Could you rewrite the material starting at the line containing "of the pointed" and ending at the line containing "563], [413, 547]]", substituting "flowering shrub" for "pink flowering plant", changing nothing else and leaving out the pictures?

» **DATASET CONTENT**:
— Start —

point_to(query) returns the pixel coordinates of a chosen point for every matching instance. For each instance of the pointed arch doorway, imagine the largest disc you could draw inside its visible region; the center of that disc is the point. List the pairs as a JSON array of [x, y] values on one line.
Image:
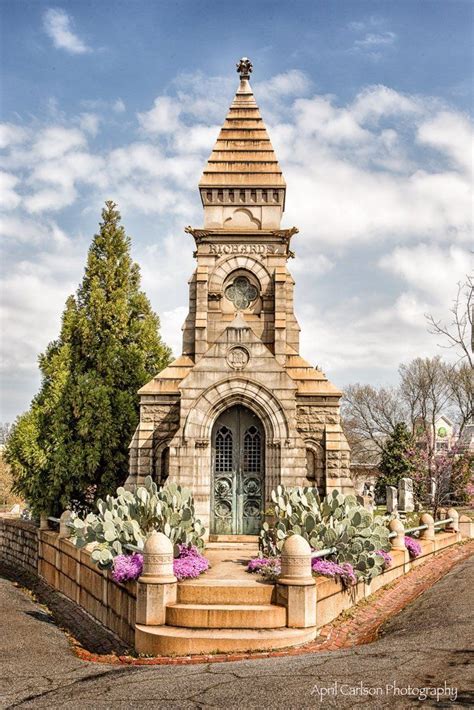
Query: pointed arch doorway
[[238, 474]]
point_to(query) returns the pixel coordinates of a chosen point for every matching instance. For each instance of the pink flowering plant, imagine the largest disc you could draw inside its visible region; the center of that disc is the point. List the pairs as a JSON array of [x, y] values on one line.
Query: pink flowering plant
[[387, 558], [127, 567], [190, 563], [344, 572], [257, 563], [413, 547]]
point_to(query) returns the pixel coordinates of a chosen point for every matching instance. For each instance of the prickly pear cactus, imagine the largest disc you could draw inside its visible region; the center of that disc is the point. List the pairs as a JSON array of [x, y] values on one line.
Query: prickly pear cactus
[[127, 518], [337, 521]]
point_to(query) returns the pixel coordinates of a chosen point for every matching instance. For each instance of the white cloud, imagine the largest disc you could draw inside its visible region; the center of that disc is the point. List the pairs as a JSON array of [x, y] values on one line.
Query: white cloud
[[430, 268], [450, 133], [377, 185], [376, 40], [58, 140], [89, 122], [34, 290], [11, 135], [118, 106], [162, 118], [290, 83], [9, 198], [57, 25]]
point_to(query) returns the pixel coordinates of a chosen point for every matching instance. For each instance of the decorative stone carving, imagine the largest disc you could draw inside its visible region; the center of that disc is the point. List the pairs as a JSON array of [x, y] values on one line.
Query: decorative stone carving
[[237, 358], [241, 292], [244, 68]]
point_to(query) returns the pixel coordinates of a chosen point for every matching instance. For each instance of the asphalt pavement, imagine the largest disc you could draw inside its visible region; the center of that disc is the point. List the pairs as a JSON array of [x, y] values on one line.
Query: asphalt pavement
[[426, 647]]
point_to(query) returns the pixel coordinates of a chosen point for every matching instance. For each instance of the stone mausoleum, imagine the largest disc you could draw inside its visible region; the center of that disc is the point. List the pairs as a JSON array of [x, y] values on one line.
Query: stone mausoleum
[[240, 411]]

— End —
— Start —

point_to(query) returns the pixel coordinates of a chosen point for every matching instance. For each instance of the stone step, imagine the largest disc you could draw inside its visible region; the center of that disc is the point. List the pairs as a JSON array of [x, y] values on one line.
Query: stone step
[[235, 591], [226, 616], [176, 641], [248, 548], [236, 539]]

— End —

» **RESULT OF THIS TASK**:
point_to(query) returns the pixel coordinates of a chosen point for every matching instance. For each instance of the pointed arch doorway, imagine the largest disc you could draw inside its visible region; the center of that disc is the point. List the pairs as a JSON array of [x, y] values on one line.
Image:
Query: pointed arch doorway
[[238, 474]]
point_to(query) returns the pixel coordinates of a chosen point for every matching instance. For each instance of the flowering shrub, imagine the largest disc you could draw inside its visible region; the center of that disc is the point. List the pairs as a JSON array of [x, y] values on one line.
Query: flowering shrub
[[387, 558], [127, 567], [190, 563], [344, 572], [257, 563], [413, 547]]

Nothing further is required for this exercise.